* BEGIN Data for this exercise *
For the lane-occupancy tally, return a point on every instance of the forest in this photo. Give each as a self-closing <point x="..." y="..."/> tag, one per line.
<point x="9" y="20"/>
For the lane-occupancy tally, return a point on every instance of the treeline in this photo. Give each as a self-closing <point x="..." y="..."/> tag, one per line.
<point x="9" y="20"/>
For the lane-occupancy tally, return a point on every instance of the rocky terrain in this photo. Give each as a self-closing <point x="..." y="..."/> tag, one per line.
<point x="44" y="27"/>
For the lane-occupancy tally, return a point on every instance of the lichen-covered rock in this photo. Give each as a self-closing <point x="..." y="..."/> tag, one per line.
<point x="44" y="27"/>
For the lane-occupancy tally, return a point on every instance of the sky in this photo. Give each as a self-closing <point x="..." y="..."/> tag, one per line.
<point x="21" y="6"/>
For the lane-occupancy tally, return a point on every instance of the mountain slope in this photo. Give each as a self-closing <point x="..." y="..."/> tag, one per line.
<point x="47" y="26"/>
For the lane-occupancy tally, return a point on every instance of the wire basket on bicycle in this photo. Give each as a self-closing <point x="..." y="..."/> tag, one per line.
* END Data for this exercise *
* BEGIN Data for this exercise *
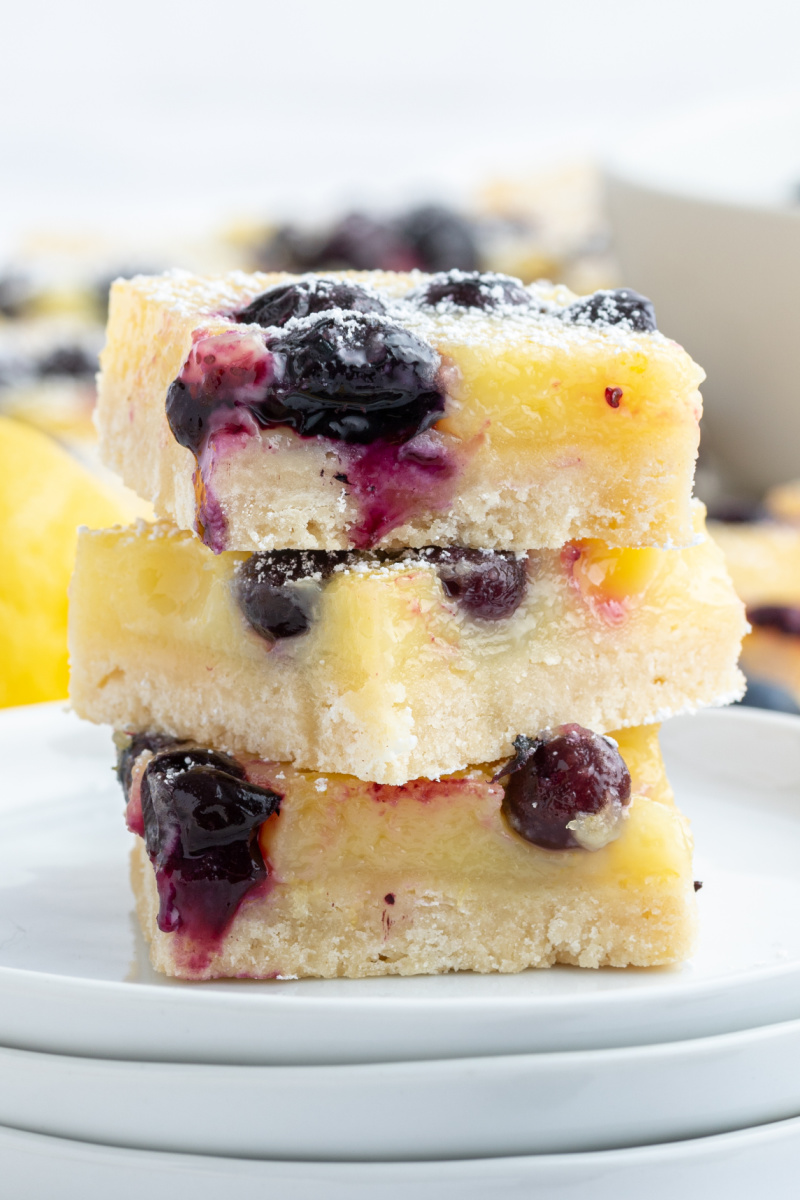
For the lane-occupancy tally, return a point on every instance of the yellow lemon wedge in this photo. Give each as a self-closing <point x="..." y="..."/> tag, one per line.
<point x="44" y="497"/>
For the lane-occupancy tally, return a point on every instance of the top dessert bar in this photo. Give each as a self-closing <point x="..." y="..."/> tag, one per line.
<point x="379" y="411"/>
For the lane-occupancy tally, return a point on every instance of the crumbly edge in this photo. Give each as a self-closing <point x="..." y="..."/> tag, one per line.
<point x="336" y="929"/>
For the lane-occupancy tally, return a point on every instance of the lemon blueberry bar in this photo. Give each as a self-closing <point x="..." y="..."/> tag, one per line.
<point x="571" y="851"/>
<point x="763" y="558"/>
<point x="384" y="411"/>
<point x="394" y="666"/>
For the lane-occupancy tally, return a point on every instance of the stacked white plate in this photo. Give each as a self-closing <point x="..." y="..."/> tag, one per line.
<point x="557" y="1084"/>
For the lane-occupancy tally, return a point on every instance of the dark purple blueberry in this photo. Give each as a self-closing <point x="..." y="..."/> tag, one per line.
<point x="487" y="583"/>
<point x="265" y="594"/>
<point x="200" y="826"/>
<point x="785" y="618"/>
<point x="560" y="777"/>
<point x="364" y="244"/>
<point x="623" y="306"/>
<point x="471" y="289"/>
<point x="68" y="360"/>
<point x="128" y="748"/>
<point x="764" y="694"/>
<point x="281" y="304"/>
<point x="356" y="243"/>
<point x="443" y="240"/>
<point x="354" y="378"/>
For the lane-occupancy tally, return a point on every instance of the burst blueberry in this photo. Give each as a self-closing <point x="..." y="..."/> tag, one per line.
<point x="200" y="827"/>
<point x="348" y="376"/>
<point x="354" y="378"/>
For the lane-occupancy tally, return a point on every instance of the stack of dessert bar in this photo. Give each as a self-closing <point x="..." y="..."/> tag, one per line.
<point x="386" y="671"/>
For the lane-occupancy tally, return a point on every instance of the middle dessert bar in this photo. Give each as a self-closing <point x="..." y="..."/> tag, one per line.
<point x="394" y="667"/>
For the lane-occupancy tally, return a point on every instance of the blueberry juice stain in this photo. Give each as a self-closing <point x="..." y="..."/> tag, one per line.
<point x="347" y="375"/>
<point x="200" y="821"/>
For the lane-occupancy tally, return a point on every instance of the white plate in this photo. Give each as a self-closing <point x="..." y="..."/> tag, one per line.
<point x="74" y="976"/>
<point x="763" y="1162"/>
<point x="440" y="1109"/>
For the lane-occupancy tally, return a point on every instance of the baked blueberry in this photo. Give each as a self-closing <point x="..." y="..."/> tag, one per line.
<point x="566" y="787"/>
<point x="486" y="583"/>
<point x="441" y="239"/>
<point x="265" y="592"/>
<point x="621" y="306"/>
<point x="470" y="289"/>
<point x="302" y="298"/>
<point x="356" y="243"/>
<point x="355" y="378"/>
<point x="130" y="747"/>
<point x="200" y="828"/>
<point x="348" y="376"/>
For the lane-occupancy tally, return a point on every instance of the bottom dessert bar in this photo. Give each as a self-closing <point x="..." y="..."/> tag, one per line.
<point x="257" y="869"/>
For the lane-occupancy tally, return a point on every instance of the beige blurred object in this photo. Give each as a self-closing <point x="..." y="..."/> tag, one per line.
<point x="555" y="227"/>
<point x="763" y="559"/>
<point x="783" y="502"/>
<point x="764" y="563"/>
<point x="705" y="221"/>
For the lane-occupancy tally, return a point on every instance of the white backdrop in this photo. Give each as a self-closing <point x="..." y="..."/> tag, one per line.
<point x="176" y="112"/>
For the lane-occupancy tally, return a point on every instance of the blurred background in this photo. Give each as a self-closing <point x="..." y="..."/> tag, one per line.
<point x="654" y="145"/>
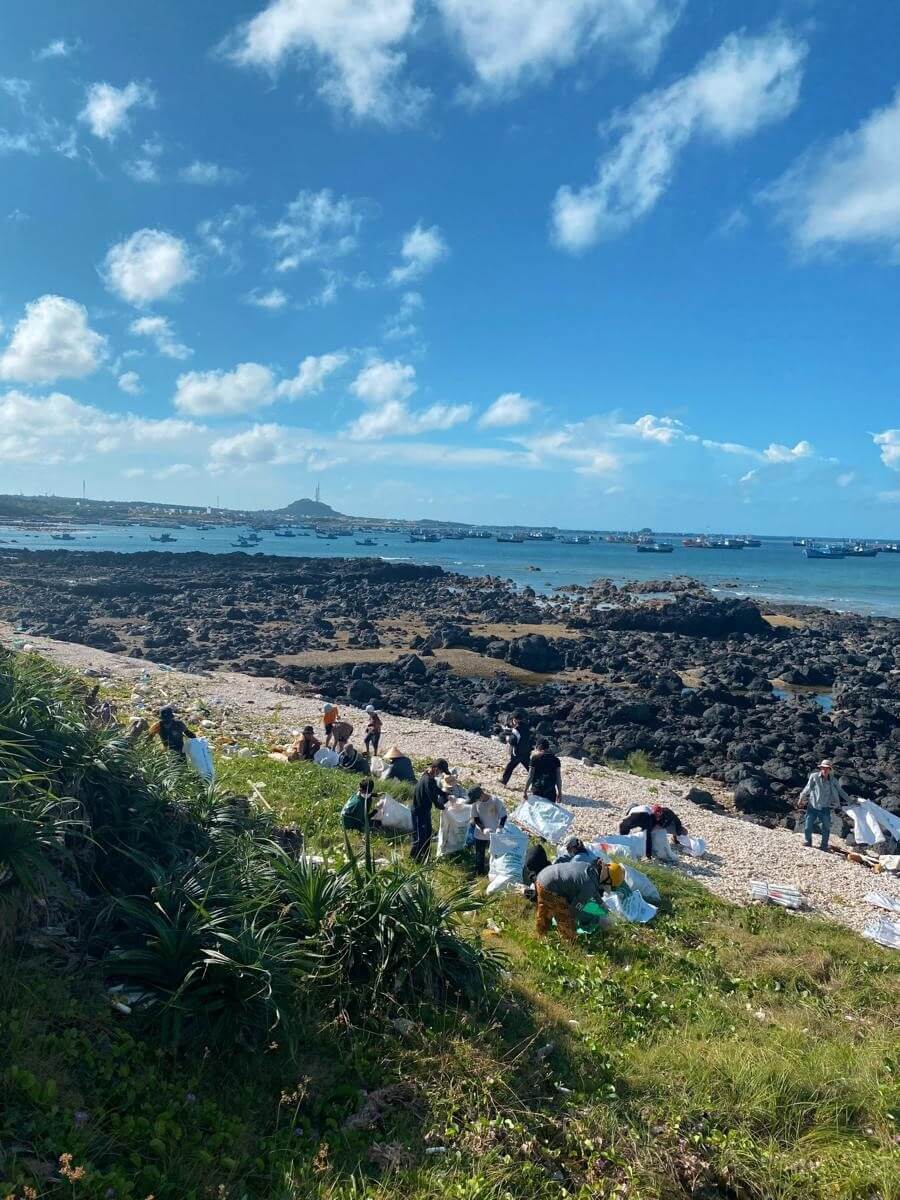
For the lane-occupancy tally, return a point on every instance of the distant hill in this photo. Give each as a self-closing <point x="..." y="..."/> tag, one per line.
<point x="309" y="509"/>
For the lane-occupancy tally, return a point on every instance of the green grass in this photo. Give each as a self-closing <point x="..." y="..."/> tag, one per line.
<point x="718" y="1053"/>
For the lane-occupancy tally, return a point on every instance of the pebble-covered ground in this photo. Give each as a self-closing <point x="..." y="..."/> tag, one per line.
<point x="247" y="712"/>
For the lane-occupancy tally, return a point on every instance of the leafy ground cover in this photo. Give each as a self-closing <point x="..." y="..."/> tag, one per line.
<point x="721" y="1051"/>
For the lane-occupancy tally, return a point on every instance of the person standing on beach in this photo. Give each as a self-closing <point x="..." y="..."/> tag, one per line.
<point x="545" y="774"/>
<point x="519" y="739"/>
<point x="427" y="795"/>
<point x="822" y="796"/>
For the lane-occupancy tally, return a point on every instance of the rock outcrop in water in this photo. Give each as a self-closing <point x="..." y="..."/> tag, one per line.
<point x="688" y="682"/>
* END Data for this exercise *
Report each line of the listing above that contains the string "plate", copying every such line in full. Treat the match as case-sensitive.

For the lane-occupancy tally, return a point on every instance of the stacked white plate in this photo. Give each as a self-closing <point x="..." y="..."/> tag, one per line.
For the lane-occupancy tally, return a point on every instance of the white plate in this photo. Give each as a self-closing <point x="..." y="..."/> tag, one per line.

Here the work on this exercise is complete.